**Extracted text**
■ ■ ■ ■

32. The method of claim 31, wherein the statistical data comprises biomolecular data.

33. The method of claim 32, wherein the biomolecular data comprises biomolecular array data.

34. The method of claim 33, wherein the biomolecular array data is selected from the group consisting of: gene expression data, protein expression data, metabolite production data, genotype data, tissue data, viral data, and a combination thereof.

35. A method of identifying differentially-produced biomolecules, comprising:

(a) deriving an analysis of variance (ANOVA) or analysis of covariance (ANCOVA) model for biomolecular production data associated with a plurality of biomolecules;

(b) from the ANOVA or ANCOVA model, deriving a linear regression model defined at least in part by an observation vector representing the data, a design matrix of regressor variables, a regression coefficient vector, and a measurement error vector; and

(c) to the linear regression model, applying a hierarchical selection algorithm to designate a subset of the regression coefficients as significant regression coefficients, the selection algorithm representing at least one of the observation vector, the design matrix, and the measurement error vector as being hierarchically dependent on a plurality of parameters that have predetermined probabilistic properties.

36. A method of mass-spectroscopic data, comprising:

(a) deriving an analysis of variance (ANOVA) or analysis of covariance (ANCOVA) model for mass-spectroscopic data;

(b) from the ANOVA or ANCOVA model, deriving a linear regression model defined at least in part by an observation vector representing the data, a design matrix of regressor variables, a regression coefficient vector, and a measurement error vector; and

(c) to the linear regression model, applying a hierarchical selection algorithm to designate a subset of the regression coefficients as significant regression coefficients, the selection algorithm representing at least one of the observation vector, the design matrix, and the measurement error vector as being hierarchically dependent on a plurality of parameters that have predetermined probabilistic properties.

37. A method of analyzing statistical data, comprising:

(a) deriving an M-way analysis of variance (ANOVA) or analysis of covariance (ANCOVA) model for the data, M being at least one;

(b) from the ANOVA or ANCOVA model, deriving a linear regression model defined by an observation vector representing the data, a design matrix of regressor variables, a regression coefficient vector, and a measurement error vector; and

(c) to the linear regression model, applying a hierarchical selection algorithm to classify each of the regression coefficients into a number of groups, the selection algorithm representing at least one of the observation vector, the design matrix, and the measurement error vector as being hierarchically dependent on a plurality of parameters that have predetermined probabilistic properties.

38. The method of claim 37, wherein M is at least 3.

39. The method of claim 38, wherein the selection algorithm includes a Bayesian selection algorithm.

40. The method of claim 39, wherein the Bayesian selection algorithm uses a posterior distribution of the regression coefficient vector, conditioned on the observation vector, to identify the significant subset of the regression coefficients.

41. The method of claim 40, including:

(a) designating a first group, from among the M groups, as a baseline reference group; and

(b) plotting Bayes test statistics associated with a second group, distinct from the first group, versus Bayes test statistics associated with the first group.

42. The method of claim 41b, including plotting Bayes test statistics associated with a third group, distinct from each of the first and second groups, versus Bayes test statistics associated with the first group.

■ ■ ■ ■

**Work task**
Copy the part of the patent claims that opens with "33. The method" and closes with "a combination thereof.", swapping "biomolecular array data" for "microarray data" throughout. You will not need any of the data.

Data entries:
■ ■ ■ ■

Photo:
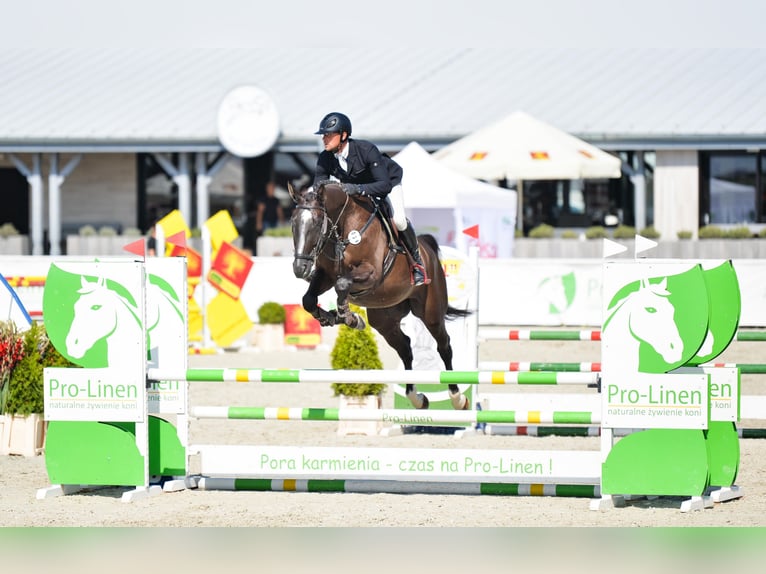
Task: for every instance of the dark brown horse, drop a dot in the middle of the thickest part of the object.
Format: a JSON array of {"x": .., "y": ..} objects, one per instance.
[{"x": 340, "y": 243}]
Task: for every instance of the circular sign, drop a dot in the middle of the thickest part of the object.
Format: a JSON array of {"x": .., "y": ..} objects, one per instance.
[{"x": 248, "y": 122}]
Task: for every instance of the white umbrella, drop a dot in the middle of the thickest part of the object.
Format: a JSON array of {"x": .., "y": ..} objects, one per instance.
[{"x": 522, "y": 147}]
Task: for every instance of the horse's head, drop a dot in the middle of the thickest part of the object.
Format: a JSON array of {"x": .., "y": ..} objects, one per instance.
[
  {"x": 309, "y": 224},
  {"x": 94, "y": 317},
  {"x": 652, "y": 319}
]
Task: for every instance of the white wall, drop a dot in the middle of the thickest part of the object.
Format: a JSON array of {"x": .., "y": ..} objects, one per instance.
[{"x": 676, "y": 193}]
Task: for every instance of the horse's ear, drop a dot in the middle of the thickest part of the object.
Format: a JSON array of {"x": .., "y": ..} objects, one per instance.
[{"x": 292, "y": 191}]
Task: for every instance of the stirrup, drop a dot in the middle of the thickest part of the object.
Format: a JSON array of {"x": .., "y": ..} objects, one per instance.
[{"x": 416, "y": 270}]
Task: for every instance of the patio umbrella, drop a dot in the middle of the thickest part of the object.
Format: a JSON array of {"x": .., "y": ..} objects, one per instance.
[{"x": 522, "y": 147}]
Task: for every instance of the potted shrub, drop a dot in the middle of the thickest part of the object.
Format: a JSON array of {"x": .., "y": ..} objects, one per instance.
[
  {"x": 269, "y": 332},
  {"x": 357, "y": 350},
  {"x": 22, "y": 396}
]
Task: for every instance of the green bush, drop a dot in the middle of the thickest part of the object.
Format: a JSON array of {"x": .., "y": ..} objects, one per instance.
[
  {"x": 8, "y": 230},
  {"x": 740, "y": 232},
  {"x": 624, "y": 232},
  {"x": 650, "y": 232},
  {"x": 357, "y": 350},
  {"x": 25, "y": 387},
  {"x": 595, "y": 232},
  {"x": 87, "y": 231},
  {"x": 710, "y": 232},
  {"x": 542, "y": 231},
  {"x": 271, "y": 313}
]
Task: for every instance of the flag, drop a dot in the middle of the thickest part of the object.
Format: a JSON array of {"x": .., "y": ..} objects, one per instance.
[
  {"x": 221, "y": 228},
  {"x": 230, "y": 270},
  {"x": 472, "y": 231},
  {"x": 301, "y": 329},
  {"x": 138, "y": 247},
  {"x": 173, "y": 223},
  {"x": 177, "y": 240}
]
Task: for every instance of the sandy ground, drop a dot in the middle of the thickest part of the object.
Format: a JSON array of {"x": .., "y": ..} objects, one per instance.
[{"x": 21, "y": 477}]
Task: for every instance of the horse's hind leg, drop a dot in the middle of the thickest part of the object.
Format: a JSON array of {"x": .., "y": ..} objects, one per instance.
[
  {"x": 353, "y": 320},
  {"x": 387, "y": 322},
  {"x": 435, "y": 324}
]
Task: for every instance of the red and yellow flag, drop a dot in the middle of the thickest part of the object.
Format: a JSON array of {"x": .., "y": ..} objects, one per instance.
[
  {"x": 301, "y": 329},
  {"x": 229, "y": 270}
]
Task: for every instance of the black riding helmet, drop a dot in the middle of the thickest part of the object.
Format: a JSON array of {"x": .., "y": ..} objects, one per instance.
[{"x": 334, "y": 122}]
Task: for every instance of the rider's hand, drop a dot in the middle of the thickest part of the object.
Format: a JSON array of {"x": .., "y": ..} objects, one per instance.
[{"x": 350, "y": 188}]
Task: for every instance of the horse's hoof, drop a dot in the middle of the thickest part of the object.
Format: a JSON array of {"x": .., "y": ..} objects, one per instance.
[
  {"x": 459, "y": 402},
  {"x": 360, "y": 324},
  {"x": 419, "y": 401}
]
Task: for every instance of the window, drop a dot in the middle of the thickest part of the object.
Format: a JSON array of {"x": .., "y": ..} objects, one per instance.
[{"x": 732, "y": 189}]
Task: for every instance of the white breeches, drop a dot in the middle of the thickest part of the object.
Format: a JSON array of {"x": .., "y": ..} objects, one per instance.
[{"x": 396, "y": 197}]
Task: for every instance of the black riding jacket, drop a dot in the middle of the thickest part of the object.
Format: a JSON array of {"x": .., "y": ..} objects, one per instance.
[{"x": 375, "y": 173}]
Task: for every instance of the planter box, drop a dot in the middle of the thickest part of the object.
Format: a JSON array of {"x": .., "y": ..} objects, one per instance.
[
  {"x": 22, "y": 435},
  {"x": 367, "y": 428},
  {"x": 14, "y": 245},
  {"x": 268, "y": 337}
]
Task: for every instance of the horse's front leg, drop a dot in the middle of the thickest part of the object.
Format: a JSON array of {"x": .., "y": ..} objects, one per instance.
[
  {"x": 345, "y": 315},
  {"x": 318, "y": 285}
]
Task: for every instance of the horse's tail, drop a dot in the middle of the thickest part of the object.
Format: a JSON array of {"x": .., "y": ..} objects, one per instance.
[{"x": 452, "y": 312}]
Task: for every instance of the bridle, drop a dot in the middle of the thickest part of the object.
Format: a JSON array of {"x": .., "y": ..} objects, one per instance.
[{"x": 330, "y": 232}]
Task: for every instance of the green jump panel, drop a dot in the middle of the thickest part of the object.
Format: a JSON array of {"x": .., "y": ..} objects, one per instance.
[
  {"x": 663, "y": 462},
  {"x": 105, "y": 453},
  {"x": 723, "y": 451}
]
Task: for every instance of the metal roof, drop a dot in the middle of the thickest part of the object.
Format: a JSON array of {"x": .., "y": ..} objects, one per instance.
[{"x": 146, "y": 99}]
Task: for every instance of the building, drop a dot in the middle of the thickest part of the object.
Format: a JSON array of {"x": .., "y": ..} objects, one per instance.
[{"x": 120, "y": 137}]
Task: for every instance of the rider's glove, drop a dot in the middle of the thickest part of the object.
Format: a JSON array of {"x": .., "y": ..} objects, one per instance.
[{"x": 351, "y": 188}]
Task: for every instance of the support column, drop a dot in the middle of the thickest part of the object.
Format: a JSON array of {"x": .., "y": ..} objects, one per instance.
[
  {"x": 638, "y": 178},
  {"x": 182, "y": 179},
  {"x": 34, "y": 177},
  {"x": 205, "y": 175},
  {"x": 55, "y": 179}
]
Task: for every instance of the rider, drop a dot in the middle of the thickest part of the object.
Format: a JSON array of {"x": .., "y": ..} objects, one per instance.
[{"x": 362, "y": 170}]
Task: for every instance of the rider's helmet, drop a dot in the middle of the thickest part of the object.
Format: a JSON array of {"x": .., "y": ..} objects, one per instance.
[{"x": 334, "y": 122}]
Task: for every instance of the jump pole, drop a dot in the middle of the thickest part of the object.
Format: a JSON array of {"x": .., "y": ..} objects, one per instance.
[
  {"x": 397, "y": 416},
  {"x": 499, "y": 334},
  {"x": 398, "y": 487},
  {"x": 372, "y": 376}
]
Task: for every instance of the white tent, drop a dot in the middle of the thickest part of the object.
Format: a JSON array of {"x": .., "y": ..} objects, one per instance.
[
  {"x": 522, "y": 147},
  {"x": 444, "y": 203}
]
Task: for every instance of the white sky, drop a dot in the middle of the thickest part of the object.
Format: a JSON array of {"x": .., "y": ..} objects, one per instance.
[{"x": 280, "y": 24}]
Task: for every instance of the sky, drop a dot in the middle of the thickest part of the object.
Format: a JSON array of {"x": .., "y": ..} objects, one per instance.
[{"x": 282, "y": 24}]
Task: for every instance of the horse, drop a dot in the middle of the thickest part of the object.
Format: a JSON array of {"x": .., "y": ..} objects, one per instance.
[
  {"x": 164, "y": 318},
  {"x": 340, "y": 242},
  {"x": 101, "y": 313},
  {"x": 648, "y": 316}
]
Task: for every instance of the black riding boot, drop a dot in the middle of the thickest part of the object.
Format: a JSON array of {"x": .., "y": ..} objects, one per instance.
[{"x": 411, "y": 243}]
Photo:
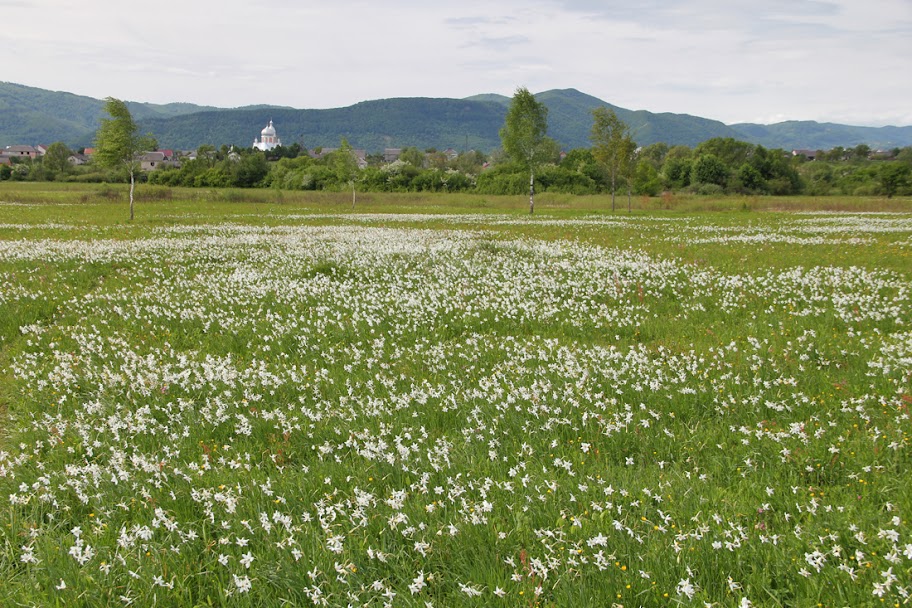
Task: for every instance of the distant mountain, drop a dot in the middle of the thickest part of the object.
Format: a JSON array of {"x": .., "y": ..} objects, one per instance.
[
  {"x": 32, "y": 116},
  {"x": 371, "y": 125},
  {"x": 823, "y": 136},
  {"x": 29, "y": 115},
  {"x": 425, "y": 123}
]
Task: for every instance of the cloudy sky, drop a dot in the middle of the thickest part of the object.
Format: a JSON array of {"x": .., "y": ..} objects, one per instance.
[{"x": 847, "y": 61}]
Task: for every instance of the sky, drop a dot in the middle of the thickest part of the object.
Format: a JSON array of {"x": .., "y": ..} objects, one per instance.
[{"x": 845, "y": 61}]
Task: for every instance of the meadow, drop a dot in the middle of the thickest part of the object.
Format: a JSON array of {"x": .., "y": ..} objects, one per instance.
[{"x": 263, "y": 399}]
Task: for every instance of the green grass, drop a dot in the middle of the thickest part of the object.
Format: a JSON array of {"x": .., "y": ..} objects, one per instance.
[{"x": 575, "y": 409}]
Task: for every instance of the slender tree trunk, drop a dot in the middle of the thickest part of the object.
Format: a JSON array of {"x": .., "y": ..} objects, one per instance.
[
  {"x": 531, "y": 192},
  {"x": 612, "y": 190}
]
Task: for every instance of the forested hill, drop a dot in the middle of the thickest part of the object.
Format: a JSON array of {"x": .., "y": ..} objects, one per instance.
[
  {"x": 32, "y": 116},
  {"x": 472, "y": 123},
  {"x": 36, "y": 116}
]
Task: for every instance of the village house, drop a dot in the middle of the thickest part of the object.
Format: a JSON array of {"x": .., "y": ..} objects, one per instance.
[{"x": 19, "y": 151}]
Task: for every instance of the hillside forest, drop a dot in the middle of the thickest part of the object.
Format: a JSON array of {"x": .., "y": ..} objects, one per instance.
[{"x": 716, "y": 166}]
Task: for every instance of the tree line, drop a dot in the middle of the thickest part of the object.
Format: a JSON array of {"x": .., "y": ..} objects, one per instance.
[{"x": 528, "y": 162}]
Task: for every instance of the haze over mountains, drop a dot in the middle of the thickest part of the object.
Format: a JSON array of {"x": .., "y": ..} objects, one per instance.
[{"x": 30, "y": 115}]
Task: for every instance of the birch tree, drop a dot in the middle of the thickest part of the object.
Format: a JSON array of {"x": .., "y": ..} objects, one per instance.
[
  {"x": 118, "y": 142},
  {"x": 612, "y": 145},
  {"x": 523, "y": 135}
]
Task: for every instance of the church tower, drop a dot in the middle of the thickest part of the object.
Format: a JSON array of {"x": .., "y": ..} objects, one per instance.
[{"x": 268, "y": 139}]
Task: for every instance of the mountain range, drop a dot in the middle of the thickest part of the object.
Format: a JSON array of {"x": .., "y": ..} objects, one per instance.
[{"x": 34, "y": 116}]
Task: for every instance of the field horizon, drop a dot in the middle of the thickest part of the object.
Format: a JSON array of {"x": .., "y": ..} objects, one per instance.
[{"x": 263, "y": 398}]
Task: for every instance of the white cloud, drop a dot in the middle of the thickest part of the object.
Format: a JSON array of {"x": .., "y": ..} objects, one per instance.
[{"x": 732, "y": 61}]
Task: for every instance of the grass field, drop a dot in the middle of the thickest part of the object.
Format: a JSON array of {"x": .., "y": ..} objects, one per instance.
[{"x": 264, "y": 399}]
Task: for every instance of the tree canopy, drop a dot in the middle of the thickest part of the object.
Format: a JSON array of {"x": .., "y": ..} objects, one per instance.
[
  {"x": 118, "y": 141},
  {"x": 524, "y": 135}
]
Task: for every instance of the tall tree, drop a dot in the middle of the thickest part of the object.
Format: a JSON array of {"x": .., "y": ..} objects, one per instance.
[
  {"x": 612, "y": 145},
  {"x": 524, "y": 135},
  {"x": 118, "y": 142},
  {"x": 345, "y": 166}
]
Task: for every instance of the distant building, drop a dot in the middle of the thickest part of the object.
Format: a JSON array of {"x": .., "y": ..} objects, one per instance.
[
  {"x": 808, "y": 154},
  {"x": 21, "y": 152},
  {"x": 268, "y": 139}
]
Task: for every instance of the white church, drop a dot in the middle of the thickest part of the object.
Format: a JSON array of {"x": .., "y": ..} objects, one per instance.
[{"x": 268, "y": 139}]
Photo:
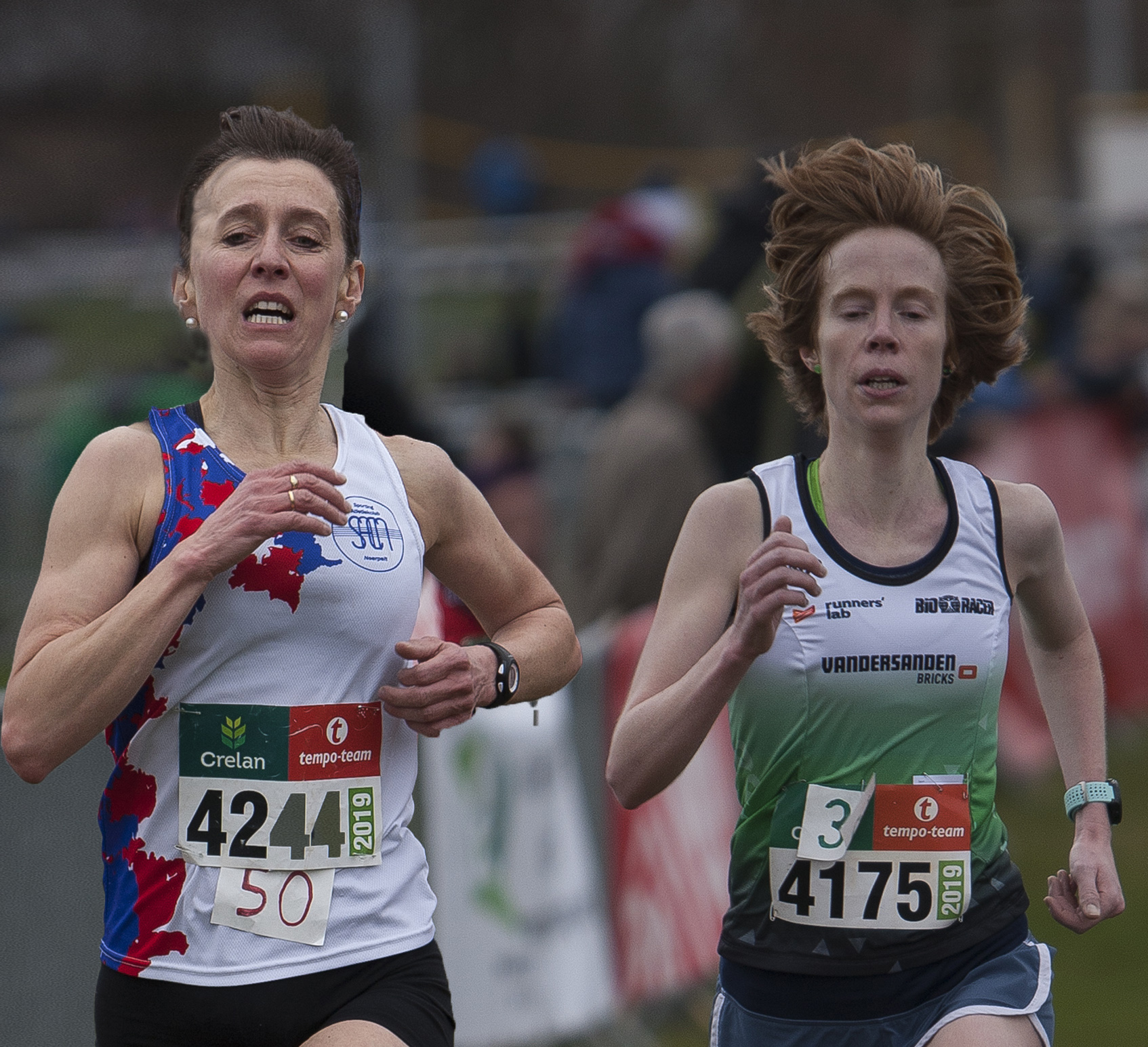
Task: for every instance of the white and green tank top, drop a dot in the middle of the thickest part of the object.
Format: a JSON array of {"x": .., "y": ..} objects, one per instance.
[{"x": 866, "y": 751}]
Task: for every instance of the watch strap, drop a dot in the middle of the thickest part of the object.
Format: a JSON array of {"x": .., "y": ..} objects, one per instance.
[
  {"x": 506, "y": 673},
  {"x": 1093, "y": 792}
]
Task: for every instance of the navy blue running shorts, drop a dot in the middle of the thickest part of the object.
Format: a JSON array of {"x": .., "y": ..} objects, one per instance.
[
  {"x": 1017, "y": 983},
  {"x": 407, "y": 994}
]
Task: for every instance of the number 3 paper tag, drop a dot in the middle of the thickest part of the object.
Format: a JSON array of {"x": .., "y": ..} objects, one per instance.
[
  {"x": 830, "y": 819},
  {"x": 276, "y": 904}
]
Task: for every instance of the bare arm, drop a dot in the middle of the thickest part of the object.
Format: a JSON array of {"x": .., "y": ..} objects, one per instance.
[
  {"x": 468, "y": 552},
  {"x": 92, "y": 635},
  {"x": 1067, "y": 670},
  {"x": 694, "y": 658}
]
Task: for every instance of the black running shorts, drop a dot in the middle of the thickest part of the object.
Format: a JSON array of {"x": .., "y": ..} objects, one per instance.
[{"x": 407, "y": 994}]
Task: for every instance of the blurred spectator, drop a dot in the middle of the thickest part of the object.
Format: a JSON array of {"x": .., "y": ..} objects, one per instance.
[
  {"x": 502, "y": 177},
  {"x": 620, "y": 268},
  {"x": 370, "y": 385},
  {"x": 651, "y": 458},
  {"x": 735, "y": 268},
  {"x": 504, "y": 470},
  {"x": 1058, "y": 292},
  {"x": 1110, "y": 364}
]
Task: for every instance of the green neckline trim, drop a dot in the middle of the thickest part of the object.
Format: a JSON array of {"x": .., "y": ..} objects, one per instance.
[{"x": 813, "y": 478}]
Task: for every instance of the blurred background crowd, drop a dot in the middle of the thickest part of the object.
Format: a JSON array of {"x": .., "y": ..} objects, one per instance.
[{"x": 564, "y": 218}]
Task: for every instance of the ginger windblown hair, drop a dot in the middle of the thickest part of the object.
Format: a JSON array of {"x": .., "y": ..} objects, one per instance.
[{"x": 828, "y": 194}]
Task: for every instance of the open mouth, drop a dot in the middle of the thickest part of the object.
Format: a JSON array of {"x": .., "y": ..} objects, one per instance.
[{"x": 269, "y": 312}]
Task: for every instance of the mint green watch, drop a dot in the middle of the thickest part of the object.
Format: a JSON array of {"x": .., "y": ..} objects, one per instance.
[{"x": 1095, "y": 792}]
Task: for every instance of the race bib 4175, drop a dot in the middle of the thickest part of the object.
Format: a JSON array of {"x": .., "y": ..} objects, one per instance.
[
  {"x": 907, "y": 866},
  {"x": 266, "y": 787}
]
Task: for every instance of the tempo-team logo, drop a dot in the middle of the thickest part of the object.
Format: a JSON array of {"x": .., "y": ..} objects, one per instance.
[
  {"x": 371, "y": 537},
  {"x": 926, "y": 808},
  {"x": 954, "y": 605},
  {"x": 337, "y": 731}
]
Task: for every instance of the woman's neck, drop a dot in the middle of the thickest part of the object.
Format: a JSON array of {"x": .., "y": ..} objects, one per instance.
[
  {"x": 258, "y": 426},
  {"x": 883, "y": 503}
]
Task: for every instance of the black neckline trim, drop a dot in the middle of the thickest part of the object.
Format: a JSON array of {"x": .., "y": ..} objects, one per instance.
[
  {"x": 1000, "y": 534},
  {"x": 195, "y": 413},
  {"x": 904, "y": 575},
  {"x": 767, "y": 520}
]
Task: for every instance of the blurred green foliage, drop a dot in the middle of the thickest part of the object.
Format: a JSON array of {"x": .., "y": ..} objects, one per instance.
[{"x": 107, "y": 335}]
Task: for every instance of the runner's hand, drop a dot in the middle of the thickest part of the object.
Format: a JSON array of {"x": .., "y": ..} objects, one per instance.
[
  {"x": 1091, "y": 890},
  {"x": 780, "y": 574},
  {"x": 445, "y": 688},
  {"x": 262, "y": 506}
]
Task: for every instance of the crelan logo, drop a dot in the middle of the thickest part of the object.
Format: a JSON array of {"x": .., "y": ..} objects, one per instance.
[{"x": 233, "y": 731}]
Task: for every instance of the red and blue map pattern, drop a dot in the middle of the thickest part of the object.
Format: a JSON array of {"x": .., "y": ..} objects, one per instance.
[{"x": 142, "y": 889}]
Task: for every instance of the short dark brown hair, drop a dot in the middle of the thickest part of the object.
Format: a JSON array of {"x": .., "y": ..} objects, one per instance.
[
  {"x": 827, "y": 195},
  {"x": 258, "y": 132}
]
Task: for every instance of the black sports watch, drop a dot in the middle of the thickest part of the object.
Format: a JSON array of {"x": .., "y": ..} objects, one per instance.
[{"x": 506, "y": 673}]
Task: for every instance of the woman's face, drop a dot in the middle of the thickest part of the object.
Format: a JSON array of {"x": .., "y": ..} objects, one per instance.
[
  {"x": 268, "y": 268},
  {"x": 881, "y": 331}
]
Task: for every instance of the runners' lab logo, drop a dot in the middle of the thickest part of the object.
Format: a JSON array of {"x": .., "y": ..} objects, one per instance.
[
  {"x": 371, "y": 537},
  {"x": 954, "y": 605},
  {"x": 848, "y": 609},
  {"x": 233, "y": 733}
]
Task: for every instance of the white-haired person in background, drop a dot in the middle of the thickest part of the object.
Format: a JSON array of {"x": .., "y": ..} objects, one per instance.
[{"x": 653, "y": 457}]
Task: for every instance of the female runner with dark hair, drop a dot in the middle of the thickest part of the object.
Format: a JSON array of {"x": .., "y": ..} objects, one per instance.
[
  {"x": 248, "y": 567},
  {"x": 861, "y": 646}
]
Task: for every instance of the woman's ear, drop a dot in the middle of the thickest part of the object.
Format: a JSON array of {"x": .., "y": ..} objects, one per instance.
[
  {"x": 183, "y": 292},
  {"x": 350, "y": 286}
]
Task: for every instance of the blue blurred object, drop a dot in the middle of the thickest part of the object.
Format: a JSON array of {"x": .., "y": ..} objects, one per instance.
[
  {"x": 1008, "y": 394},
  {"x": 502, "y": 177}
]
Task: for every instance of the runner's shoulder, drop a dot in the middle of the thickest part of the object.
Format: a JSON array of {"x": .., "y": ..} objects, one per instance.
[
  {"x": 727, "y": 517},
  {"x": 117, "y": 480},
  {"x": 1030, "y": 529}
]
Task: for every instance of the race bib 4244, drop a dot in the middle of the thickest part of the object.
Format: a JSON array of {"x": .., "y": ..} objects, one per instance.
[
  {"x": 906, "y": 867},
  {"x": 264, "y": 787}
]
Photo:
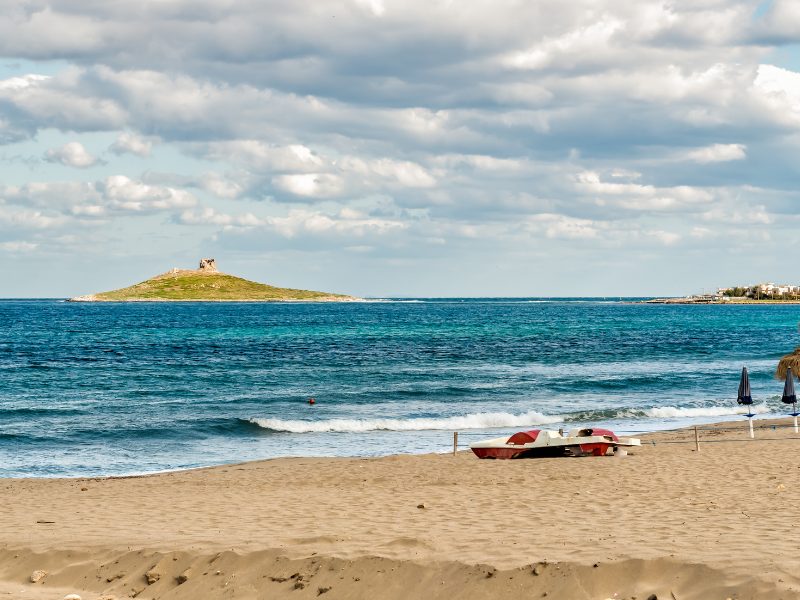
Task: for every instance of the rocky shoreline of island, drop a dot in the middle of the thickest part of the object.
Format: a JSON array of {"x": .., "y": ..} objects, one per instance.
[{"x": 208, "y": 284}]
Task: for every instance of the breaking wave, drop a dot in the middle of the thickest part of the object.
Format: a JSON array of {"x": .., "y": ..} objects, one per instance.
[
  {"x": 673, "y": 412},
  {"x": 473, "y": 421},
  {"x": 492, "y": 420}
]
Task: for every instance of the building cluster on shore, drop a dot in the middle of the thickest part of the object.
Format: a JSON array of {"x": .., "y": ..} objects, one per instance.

■ ■ ■ ■

**Answer to this problem**
33. The method of claim 32, wherein the biomolecular data comprises microarray data.

34. The method of claim 33, wherein the microarray data is selected from the group consisting of: gene expression data, protein expression data, metabolite production data, genotype data, tissue data, viral data, and a combination thereof.